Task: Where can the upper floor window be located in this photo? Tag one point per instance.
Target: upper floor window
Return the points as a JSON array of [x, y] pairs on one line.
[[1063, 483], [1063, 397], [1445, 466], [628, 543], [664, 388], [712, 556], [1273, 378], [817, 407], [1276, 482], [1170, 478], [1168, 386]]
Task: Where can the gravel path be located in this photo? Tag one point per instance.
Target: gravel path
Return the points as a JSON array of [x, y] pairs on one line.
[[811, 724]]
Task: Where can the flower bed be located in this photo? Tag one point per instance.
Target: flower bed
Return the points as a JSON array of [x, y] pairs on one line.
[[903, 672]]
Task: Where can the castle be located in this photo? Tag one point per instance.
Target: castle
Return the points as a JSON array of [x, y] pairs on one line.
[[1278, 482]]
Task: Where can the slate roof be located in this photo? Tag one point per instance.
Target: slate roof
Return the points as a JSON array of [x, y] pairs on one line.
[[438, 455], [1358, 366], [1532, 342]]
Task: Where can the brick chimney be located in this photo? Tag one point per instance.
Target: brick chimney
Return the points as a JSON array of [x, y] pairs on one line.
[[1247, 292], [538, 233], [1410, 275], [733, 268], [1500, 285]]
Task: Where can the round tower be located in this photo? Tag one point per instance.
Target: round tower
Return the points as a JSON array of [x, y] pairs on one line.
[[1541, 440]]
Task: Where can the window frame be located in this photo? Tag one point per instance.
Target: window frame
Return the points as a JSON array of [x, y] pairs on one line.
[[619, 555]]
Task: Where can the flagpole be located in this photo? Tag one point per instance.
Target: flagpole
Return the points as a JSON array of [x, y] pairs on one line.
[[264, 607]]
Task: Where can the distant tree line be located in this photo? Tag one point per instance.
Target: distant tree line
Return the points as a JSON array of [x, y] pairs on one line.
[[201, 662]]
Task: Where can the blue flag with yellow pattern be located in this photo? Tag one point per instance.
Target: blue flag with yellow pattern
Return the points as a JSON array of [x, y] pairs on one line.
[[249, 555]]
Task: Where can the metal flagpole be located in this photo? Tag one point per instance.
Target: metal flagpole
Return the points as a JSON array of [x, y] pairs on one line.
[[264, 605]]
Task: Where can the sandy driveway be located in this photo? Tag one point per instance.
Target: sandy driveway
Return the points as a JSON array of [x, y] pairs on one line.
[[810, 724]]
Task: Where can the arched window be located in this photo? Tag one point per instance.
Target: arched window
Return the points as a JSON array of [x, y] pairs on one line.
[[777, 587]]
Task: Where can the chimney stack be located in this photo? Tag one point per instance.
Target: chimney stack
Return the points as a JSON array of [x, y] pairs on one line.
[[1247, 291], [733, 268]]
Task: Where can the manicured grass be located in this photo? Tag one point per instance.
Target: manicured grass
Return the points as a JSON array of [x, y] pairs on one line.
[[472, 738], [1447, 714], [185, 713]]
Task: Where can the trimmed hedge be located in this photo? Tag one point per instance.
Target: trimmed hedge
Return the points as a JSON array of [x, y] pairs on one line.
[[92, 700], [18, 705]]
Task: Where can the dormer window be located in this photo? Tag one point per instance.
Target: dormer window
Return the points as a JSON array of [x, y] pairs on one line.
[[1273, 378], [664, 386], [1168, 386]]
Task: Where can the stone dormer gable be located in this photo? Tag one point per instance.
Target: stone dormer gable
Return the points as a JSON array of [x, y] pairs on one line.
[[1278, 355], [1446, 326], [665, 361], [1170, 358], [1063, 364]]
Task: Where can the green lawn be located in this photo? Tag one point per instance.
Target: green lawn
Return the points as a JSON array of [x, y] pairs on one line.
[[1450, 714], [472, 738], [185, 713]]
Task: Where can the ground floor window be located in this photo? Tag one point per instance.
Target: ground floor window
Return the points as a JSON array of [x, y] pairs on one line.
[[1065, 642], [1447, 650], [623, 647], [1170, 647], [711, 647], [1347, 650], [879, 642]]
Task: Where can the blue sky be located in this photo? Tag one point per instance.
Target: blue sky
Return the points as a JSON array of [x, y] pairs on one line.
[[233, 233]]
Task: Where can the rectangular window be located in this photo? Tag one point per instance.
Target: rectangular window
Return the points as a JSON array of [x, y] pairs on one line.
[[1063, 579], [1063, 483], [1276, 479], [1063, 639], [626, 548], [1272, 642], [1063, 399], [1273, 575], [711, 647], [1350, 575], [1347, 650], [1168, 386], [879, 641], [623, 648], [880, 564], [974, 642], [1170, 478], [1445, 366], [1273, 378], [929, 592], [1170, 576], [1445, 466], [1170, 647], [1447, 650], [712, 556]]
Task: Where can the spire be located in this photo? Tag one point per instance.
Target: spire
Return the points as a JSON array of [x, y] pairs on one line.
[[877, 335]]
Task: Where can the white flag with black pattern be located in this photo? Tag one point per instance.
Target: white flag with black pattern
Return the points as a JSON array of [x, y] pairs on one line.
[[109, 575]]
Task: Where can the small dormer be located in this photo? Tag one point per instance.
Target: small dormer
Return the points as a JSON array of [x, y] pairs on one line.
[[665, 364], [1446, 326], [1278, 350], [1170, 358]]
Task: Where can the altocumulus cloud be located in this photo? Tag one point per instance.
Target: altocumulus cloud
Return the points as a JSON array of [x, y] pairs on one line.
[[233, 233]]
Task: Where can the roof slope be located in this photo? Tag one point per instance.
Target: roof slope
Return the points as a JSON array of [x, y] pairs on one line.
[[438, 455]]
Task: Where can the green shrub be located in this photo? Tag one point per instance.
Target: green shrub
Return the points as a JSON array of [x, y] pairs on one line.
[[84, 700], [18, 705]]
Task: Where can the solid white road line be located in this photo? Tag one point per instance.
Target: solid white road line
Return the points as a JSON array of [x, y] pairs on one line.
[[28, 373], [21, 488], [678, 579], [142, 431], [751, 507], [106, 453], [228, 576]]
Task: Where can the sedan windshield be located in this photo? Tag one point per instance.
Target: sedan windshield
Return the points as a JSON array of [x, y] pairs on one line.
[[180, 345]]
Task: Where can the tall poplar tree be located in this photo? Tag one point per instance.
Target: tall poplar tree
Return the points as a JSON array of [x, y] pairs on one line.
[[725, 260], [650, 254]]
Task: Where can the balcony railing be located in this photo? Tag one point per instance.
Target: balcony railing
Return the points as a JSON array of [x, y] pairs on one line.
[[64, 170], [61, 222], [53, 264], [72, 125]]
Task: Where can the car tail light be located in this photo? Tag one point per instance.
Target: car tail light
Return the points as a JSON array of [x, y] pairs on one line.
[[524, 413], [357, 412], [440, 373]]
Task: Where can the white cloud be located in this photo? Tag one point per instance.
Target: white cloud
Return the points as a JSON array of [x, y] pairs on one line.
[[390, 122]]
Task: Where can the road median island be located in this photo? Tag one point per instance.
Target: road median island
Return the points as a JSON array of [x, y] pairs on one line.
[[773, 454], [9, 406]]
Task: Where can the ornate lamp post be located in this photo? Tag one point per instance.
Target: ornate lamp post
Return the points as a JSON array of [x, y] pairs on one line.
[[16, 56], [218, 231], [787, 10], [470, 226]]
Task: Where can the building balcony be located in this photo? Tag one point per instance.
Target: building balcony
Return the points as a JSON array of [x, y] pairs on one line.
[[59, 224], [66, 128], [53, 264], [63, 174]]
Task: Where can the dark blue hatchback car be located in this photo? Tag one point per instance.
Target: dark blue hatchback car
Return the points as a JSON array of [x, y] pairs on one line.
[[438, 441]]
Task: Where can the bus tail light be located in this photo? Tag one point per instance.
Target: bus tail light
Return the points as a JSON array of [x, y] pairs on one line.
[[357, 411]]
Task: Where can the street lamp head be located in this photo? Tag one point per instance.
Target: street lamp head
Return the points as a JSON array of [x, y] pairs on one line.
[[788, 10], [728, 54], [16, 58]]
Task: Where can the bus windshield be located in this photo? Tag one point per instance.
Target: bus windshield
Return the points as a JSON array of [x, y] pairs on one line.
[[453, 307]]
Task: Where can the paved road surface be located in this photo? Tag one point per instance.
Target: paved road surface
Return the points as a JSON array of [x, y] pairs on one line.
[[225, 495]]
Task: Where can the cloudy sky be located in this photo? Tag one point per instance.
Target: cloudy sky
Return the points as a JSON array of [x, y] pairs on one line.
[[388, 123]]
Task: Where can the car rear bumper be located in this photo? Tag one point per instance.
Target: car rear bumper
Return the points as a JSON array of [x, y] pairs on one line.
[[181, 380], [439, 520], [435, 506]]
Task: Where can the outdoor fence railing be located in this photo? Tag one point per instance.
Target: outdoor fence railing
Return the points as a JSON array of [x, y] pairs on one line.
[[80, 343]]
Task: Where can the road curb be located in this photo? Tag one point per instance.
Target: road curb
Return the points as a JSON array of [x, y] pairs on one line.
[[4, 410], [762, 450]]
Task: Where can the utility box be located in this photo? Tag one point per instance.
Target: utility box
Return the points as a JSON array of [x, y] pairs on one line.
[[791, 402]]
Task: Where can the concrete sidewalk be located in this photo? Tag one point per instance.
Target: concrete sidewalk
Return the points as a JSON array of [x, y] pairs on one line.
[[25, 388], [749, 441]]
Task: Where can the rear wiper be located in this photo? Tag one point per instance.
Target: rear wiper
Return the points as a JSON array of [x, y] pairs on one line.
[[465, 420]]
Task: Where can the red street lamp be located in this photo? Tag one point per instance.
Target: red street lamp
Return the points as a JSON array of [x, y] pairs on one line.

---

*TASK GOAL:* All lines of the material that contain the string "gable" are to be copied.

*YOUR SOLUTION:*
Task: Where can the stone dormer gable be located in this photo? Tag one point per instance.
Target: stone dormer gable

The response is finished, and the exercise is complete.